** START Data excerpts **

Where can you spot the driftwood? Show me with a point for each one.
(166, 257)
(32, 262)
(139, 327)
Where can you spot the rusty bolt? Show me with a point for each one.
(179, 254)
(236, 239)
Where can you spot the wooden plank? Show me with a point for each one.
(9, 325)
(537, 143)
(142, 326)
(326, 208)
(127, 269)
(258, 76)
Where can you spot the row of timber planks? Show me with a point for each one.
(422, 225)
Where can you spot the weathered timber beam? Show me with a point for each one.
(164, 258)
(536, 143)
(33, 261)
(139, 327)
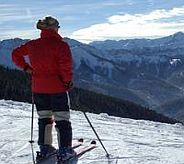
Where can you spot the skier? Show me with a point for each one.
(51, 69)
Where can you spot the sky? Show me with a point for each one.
(93, 20)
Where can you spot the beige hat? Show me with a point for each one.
(47, 22)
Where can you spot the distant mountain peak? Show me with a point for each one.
(178, 35)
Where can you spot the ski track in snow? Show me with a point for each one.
(132, 141)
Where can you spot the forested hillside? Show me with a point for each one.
(16, 85)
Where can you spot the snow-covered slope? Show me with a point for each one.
(147, 72)
(132, 141)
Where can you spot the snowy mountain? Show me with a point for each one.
(174, 41)
(147, 72)
(128, 141)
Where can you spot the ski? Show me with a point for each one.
(74, 146)
(79, 152)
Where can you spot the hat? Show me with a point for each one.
(47, 22)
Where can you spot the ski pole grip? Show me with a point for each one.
(31, 141)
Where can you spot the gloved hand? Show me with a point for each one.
(68, 85)
(28, 69)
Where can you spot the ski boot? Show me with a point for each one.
(64, 154)
(45, 152)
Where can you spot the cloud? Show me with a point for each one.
(154, 24)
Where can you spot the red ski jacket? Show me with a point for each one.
(50, 59)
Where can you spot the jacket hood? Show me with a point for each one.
(47, 33)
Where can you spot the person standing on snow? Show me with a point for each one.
(51, 70)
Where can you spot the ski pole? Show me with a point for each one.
(32, 141)
(107, 154)
(32, 119)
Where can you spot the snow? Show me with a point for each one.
(175, 61)
(132, 141)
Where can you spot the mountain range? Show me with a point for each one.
(149, 72)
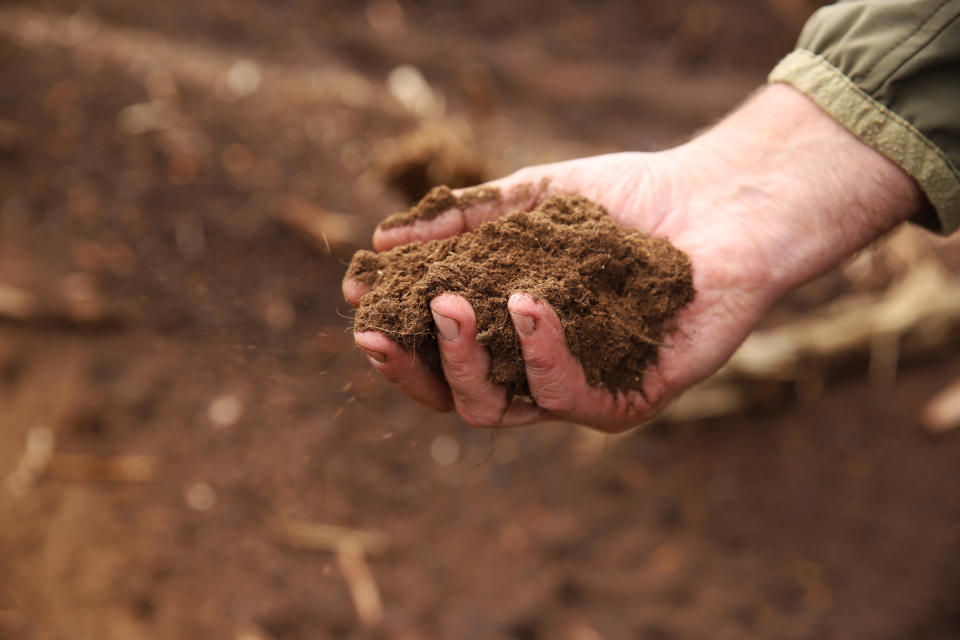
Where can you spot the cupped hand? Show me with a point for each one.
(749, 233)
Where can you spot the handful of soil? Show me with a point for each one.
(614, 290)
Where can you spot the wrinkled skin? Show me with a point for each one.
(771, 197)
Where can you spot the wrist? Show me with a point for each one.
(806, 192)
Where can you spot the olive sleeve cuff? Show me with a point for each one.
(879, 127)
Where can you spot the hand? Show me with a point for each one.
(769, 198)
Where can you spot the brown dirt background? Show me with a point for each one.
(832, 517)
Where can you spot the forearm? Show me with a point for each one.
(810, 192)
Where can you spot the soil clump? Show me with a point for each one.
(614, 290)
(438, 200)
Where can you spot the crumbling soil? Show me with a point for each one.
(439, 200)
(615, 290)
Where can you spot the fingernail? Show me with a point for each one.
(524, 323)
(376, 356)
(448, 328)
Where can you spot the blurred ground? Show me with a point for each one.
(180, 186)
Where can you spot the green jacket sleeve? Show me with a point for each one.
(889, 71)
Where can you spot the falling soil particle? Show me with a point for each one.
(614, 290)
(438, 200)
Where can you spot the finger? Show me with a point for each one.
(353, 290)
(405, 370)
(473, 206)
(557, 381)
(466, 365)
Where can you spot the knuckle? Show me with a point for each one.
(554, 402)
(539, 364)
(476, 419)
(458, 368)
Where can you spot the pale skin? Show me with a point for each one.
(772, 196)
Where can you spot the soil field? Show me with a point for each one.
(181, 187)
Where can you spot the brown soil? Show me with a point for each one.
(614, 290)
(437, 201)
(823, 517)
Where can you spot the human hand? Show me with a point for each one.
(769, 198)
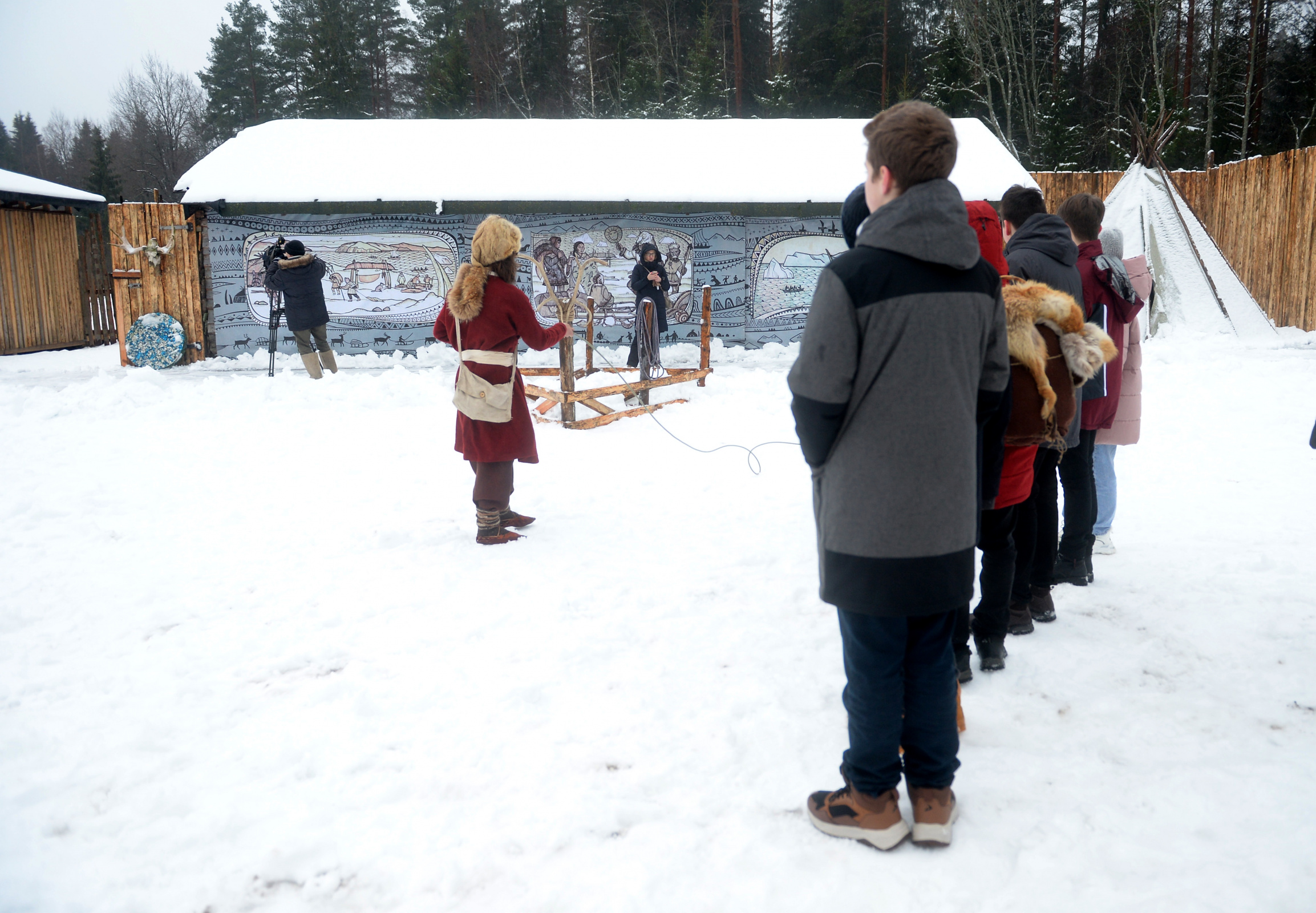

** END Data excerpts **

What is expected: Write out every line of the records above exactly as it appears, leaving out the pictures.

Task output:
Where can you spot the driftwood? Show me with a point for each one.
(166, 257)
(32, 262)
(139, 327)
Where can you spot the rusty bolt? Show me with a point for each one.
(179, 254)
(236, 239)
Where can you spot the wooden plank? Show me with a point for each one.
(9, 325)
(537, 143)
(142, 326)
(326, 208)
(127, 269)
(258, 76)
Where can you spot the row of timber planks? Show me with a point for each one.
(422, 225)
Where can you spot the weathered timber beam? Show me with a point for each one.
(164, 258)
(536, 143)
(33, 261)
(139, 327)
Where can you spot the skier? Show me with a point for each one.
(51, 69)
Where can you spot the sky? Show me with a point for each one.
(93, 20)
Where can you spot the beige hat? Show me with a point for each one.
(47, 22)
Where can you spot the distant mountain peak? Show me with a point for each one.
(178, 35)
Where can you spot the ski track in snow? Show me with a point for each one.
(132, 141)
Where can you spot the forested hillside? Show me with a point for each one.
(16, 85)
Where can you spot the snow-covered slope? Show me with a point for each one.
(147, 72)
(132, 141)
Where can you spot the snowy mountain? Show me with a point for each one.
(174, 41)
(147, 72)
(128, 141)
Where can you spot the ski? Show me with a point for each one.
(74, 146)
(79, 152)
Where can you spot the hat? Show me with a point for each one.
(47, 22)
Where can you spot the ski pole grip? Show me with a point for each one.
(31, 141)
Where can you spot the gloved hand? Show me with a point for each one.
(68, 85)
(28, 69)
Where can you spot the ski boot? Show me with a point for each one.
(64, 154)
(45, 152)
Where can you spot the cloud? Show me with a point for each one.
(154, 24)
Where can you spot the red ski jacket? Show me with a point for each one.
(50, 59)
Where can you spot the jacket hood? Show me with a point for each one.
(47, 33)
Where can you spot the person standing on snow? Show me with a point for each one.
(51, 70)
Where can you spot the ski pole? Show me with a point for each one.
(32, 141)
(107, 154)
(32, 119)
Where can you spot the snow? Show me with a point for each one.
(175, 61)
(132, 141)
Where can you spot the mountain range? Show me with a point for each one.
(149, 72)
Where can you spot the cupped hand? Show me with a point for each one.
(749, 233)
Where can you spot the handful of soil? Show me with a point for each one.
(614, 290)
Where can you spot the wrinkled skin? Show me with a point for each one.
(771, 197)
Where can you spot the wrist? Show me with a point for each one.
(806, 192)
Where can you spot the olive sleeve cuff? Show me with a point for each one.
(879, 127)
Where can you spot the hand? Show me with a point for each one.
(769, 198)
Where can you spot the brown dirt background? Show me with a point for each one.
(832, 517)
Where can you spot the forearm? Show me with a point for each one.
(810, 192)
Where can you spot the soil clump? Show me with a point for each one.
(614, 290)
(438, 200)
Where can you spot the crumbling soil? Show me with a point for each one.
(439, 200)
(615, 290)
Where can you spot the fingernail? Show me with a point for each one.
(524, 323)
(376, 356)
(448, 328)
Where can you spot the blurred ground? Show me with a point for each one.
(180, 186)
Where can you spot the green jacket sleeve? Show me with a point for each one.
(889, 71)
Where can you spot the falling soil particle? Show me with a point for each one.
(614, 290)
(438, 200)
Where can you spot the finger? Show me with a point for each one.
(353, 290)
(405, 370)
(473, 206)
(557, 381)
(466, 365)
Where can you spot the knuckle? Show me with a point for each one.
(554, 402)
(539, 364)
(476, 419)
(458, 368)
Where can you spot the pale skin? Show me with a point for each one.
(772, 196)
Where can you spot the soil field? Show me with a point for each one.
(181, 187)
Where can you spot the brown soil? Show me with a point for each one.
(614, 290)
(437, 201)
(823, 517)
Where can you spot the human hand? Show me with a point for each one.
(769, 198)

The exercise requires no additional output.